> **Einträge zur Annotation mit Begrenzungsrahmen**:
• • • • •

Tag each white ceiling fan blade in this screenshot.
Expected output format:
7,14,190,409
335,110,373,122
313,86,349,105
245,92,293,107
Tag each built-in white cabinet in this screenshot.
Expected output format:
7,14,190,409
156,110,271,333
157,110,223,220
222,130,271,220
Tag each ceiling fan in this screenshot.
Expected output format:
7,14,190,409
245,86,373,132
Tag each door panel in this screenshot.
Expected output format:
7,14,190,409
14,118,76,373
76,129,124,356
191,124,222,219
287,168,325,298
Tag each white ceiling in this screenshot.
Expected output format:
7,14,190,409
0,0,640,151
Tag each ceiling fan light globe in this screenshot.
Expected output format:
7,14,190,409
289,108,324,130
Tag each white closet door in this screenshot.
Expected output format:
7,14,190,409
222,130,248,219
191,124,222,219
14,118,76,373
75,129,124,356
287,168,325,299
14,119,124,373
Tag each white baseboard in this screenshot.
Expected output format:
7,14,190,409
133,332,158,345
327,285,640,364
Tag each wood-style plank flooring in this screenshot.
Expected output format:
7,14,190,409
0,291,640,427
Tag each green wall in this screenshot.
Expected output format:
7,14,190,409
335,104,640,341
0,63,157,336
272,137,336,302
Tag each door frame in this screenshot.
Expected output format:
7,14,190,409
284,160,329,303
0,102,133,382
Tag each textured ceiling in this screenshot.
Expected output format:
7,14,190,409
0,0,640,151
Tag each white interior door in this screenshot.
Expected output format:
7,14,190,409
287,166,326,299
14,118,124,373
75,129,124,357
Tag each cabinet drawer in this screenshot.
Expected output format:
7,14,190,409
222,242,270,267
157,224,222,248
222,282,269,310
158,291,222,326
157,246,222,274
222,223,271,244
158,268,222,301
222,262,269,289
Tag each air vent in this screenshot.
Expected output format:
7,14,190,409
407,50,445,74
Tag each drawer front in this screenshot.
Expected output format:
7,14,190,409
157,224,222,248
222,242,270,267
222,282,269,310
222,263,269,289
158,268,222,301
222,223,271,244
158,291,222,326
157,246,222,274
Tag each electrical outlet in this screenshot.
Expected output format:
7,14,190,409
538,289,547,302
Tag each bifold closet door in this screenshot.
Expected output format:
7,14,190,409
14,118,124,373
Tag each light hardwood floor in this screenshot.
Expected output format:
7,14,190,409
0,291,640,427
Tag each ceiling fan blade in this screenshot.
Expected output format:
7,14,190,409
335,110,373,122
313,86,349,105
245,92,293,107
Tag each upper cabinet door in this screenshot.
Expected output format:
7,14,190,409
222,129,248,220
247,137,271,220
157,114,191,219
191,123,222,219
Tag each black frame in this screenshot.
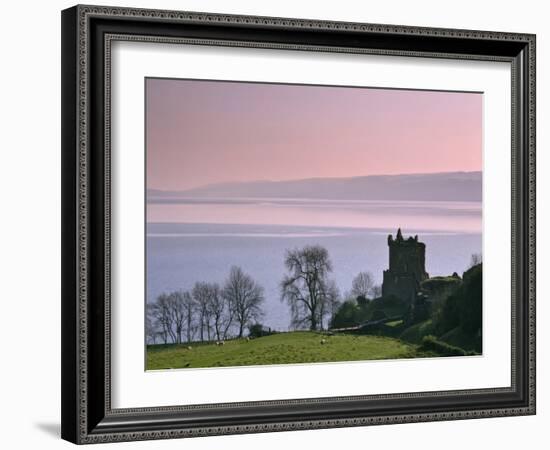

• • • • •

> **WAS ZU TUN IST**: Gib die Daten ab der Zeile mit „Tag each ceiling fan blade“ bis zum Ende der Daten wortgetreu noch einmal wieder, beide Enden eingeschlossen. Lass die Bilder in deiner Antwort weg.

> **ANTWORT ZUR AUFGABE**:
Tag each ceiling fan blade in this screenshot.
Expected output format:
7,14,190,409
335,110,373,122
313,86,349,105
245,92,293,107
Tag each upper cabinet door in this screenshot.
Expected output format:
7,14,190,409
222,129,248,220
247,137,271,220
157,114,191,219
191,123,222,219
Tag each black frame in this screenshot.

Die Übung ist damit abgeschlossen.